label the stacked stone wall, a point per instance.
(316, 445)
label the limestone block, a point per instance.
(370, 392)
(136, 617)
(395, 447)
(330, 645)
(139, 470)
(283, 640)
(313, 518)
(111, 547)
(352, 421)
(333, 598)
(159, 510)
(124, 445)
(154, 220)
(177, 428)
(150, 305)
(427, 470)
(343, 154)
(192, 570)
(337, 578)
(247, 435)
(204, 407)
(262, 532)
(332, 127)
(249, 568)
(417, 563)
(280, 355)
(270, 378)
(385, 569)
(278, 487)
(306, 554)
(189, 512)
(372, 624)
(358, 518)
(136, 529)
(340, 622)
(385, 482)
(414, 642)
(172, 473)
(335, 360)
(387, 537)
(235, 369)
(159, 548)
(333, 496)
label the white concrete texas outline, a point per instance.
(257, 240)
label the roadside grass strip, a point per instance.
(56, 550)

...

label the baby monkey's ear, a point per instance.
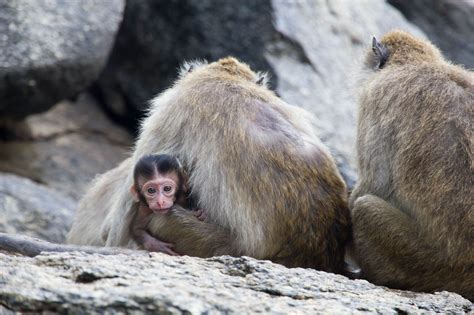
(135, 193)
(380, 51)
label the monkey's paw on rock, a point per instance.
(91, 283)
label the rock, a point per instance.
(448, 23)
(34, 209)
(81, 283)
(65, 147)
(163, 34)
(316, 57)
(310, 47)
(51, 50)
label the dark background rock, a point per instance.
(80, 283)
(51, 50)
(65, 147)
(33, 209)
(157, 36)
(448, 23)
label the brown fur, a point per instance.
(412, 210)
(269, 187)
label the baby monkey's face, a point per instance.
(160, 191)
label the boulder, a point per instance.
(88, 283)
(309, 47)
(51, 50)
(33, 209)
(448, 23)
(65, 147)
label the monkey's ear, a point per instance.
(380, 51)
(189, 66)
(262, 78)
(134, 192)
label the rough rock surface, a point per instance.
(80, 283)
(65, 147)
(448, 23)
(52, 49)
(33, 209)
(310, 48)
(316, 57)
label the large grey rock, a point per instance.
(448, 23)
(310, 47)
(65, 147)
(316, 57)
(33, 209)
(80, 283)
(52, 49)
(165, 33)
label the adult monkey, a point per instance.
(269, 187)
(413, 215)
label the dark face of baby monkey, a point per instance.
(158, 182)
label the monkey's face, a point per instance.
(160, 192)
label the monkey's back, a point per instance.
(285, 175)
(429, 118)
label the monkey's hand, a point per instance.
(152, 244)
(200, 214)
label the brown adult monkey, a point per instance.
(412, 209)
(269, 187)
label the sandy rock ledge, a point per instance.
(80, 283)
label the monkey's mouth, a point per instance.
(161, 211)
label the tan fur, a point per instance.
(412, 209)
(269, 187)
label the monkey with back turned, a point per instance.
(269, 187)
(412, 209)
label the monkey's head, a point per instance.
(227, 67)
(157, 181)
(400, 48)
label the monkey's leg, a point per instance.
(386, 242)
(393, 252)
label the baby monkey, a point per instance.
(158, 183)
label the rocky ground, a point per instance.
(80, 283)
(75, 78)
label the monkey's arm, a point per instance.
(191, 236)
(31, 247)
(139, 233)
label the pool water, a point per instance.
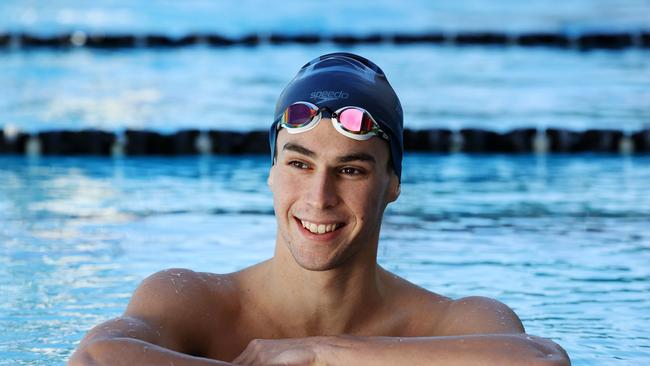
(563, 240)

--

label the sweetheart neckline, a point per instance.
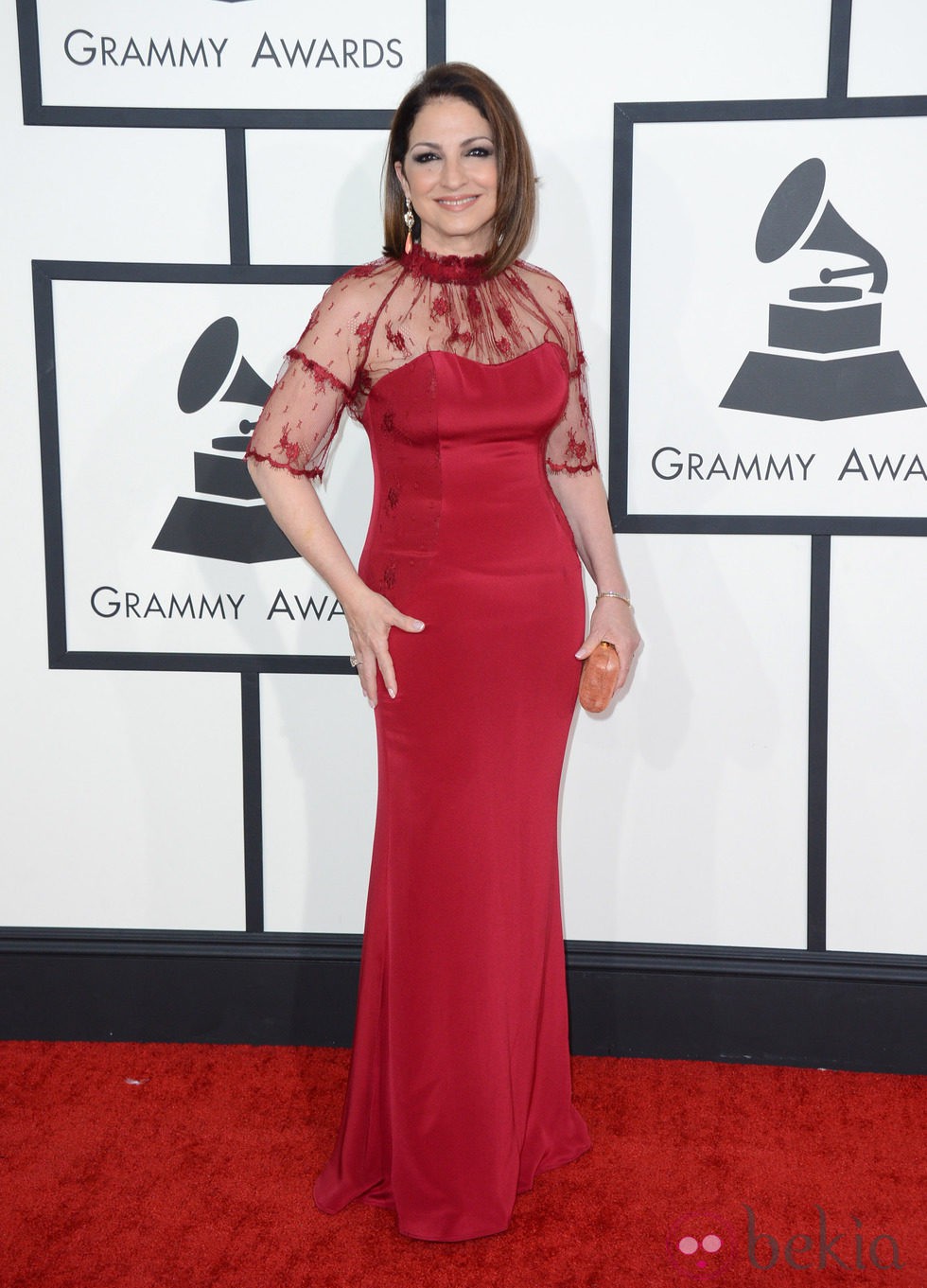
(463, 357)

• **EXERCISE**: State how many lines in the records above contain the word "brown", giving only the number.

• **RESULT OF THIS TASK**: 2